## Stated problem A
Pull out every line of the records that contains the word "window", and treat case as significant.

## Text shown
To prevent cream becoming sour, it needed to kept cool until it was taken to a creamery. Before refrigeration became available in the 1940s, cream cans were often lowered by rope or chain into a well-water or rainwater cistern. In a rainwater cistern, a heavy rain might raise the water level and cause cans to tip over, soiling water and cream.
Farmers near a creamery might sacrifice time to haul his cream to the creamery. But most used self-employed cream haulers, who would pick up cream from several farms about three times a week. The haulers were usually farmers, too, the earliest driving horse-drawn wagons carrying several 30-gallon vats, known as cream cans.
Those early haulers also sampled and tested cream for amount of butterfat, a procedure that in later years was performed at the creamery instead. Haulers could also deliver cleansers for the farmer’s separator. Cleaning was more work than separating.
There needed to be enough haulers to complete the routes on schedule. Cream needed to arrive at the Spring Grove Creamery by noon if it was to be ready for churning the following morning. In the afternoon, there would weighing, testing for the amount of butter fat and pasteurizing before cooling overnight.
The haulers were paid by the creamery, but the cost was deducted from what was paid to the farmer for his cream. Cream checks were issued every two weeks.
The churning at the creamery produced butter as well as buttermilk, a byproduct. The farmer could buy what butter was needed for family use and buttermilk to feed the pigs. The purchase would be deducted from the family’s cream check. In Wilmington, butter could be purchased any day, but each farmer had a certain day of the week when he was scheduled to pick up his contracted amount of buttermilk. He would drive to the creamery with his wagon and empty milk cans.

## Stated problem B
According to the passage on cream hauling, by what time did cream have to reach the Spring Grove Creamery to be ready for churning the following morning?

## Data for this exercise
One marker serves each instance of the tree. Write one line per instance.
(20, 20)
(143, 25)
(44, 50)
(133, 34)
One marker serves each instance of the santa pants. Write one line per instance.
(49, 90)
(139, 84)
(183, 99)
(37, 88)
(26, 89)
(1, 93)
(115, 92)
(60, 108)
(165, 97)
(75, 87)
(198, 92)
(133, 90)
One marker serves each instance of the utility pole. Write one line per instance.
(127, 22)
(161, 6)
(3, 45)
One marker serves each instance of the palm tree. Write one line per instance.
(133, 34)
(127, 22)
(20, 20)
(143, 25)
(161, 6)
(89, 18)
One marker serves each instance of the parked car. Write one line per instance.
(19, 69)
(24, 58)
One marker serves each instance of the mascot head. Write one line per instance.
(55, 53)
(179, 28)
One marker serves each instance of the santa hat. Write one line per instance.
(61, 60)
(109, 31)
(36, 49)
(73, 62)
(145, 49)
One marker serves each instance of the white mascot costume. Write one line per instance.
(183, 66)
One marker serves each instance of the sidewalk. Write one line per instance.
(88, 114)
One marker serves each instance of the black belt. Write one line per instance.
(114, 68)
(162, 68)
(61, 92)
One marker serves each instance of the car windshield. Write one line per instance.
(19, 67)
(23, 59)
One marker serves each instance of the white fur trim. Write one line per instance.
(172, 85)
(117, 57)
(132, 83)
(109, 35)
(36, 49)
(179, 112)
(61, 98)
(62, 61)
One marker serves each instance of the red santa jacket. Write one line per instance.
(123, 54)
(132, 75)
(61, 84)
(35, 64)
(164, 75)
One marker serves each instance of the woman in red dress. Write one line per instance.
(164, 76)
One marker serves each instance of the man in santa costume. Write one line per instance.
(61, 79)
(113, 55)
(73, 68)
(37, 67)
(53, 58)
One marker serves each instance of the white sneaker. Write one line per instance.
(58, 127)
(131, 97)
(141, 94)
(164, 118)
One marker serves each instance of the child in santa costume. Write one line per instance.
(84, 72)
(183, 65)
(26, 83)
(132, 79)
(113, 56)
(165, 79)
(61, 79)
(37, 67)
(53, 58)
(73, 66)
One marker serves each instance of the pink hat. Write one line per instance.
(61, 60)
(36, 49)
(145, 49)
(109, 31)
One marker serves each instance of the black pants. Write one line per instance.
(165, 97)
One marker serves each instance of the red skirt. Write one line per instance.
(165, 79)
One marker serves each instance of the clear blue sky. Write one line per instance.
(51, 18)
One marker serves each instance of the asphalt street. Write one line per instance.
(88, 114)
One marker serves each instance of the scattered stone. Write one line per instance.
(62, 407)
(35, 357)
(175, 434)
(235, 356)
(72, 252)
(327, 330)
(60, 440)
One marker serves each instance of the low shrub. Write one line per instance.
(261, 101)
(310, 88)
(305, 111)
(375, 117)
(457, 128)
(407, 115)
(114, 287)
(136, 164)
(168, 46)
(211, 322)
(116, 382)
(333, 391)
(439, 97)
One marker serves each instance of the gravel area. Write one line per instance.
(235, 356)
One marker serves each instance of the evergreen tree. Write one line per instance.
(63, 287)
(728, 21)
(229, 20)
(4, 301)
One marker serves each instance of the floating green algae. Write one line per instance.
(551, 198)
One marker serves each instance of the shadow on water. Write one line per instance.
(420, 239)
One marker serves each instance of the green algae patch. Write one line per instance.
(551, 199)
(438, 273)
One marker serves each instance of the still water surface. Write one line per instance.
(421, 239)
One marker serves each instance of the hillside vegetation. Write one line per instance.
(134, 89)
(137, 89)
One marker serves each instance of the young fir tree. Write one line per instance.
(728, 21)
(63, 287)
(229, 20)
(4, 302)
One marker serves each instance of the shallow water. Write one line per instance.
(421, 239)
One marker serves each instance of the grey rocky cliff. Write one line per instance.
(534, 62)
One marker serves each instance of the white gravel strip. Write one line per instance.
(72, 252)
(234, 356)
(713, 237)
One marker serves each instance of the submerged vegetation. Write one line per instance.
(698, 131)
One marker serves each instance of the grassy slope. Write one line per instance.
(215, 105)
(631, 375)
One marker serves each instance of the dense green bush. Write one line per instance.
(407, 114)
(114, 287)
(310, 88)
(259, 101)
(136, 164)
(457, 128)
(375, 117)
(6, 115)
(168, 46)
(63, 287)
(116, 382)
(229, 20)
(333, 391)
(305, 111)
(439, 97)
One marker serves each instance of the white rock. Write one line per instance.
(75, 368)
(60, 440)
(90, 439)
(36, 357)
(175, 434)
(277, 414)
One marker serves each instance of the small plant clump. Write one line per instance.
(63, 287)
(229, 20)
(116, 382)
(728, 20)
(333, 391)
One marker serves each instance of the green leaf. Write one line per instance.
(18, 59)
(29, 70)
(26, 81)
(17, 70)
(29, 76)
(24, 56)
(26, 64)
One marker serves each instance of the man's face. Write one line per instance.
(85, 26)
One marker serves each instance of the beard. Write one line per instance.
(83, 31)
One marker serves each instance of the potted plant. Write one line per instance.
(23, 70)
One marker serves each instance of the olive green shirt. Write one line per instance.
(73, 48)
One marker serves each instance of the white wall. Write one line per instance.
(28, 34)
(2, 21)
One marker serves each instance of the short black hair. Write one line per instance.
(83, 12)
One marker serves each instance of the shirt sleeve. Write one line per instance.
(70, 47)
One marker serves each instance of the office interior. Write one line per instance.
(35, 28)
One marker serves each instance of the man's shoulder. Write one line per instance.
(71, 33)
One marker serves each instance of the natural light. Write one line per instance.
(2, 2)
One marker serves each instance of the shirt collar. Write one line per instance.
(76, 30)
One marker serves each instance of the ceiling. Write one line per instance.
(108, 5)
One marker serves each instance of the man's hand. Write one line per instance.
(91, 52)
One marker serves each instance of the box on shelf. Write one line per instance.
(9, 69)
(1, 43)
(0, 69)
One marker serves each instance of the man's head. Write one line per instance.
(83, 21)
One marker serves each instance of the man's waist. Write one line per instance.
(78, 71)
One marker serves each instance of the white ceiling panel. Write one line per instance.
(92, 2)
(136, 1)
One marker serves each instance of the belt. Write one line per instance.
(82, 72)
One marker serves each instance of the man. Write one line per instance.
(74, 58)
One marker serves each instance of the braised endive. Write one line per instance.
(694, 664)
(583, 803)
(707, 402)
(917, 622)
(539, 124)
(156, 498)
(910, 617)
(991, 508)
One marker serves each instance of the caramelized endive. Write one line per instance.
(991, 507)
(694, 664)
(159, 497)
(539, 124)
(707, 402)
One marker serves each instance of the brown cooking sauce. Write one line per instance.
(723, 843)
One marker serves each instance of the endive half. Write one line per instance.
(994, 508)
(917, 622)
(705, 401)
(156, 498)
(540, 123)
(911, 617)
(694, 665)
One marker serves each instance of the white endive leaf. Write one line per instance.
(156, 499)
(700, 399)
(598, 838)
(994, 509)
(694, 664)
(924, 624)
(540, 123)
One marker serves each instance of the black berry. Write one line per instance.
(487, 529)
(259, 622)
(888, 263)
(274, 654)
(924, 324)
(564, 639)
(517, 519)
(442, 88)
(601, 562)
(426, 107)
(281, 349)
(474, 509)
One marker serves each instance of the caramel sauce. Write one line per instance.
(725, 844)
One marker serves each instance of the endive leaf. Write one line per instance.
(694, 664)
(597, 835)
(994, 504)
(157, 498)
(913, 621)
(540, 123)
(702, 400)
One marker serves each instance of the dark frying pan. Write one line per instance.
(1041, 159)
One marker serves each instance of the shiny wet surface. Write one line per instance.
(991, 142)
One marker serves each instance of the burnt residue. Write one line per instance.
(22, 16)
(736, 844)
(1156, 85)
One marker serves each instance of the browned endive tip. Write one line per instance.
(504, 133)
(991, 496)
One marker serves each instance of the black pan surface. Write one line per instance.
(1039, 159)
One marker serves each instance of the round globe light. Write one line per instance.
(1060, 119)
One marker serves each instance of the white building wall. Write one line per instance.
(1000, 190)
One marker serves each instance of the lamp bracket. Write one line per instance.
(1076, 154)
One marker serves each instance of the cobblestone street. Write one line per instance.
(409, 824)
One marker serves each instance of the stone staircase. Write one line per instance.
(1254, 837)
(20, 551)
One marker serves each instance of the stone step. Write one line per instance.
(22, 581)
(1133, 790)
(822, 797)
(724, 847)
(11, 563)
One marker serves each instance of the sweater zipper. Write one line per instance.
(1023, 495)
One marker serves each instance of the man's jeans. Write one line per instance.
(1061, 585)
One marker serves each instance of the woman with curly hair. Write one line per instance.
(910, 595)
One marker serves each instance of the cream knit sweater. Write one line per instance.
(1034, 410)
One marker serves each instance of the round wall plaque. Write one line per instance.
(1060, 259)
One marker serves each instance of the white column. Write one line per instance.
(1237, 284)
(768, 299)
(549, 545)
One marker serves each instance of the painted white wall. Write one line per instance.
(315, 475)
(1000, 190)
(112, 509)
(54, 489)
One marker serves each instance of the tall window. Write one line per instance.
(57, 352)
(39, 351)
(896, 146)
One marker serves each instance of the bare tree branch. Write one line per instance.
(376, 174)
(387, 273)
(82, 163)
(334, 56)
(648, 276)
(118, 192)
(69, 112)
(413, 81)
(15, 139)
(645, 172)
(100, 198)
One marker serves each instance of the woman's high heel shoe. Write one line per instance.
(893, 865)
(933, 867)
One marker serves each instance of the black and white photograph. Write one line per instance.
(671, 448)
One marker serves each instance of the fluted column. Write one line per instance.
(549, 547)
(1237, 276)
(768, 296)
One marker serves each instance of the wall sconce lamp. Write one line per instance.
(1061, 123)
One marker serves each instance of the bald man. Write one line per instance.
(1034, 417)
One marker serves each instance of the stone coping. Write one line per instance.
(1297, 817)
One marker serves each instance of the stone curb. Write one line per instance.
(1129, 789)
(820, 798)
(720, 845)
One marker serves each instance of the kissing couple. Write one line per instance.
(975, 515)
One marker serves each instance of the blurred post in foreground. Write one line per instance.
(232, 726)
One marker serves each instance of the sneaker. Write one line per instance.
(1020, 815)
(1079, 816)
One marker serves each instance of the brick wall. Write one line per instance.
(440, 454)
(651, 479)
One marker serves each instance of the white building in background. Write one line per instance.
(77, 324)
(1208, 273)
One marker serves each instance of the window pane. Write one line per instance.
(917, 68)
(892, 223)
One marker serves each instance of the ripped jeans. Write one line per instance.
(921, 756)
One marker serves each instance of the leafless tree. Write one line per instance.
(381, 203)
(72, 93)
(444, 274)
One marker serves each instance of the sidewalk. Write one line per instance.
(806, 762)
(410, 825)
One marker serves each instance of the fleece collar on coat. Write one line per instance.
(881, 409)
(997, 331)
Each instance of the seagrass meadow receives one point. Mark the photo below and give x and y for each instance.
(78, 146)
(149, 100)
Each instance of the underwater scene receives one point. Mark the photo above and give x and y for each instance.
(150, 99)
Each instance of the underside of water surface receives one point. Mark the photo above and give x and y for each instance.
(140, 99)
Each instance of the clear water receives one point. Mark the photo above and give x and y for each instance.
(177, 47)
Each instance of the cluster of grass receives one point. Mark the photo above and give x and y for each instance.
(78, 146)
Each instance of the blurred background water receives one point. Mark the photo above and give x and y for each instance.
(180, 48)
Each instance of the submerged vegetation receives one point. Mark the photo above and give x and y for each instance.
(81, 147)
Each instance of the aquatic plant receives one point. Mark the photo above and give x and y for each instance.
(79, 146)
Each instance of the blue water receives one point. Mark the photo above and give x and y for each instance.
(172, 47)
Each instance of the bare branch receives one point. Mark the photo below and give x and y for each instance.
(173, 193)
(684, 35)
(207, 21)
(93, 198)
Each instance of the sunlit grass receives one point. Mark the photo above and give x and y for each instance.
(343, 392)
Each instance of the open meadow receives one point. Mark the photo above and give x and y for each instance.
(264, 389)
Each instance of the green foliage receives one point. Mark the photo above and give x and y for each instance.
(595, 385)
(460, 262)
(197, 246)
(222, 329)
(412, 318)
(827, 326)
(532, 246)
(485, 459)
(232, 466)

## Response A
One marker serves each instance of the tall window. Write one line per instance.
One marker serves each instance of the window pane. Write one line per instance.

## Response B
By noon.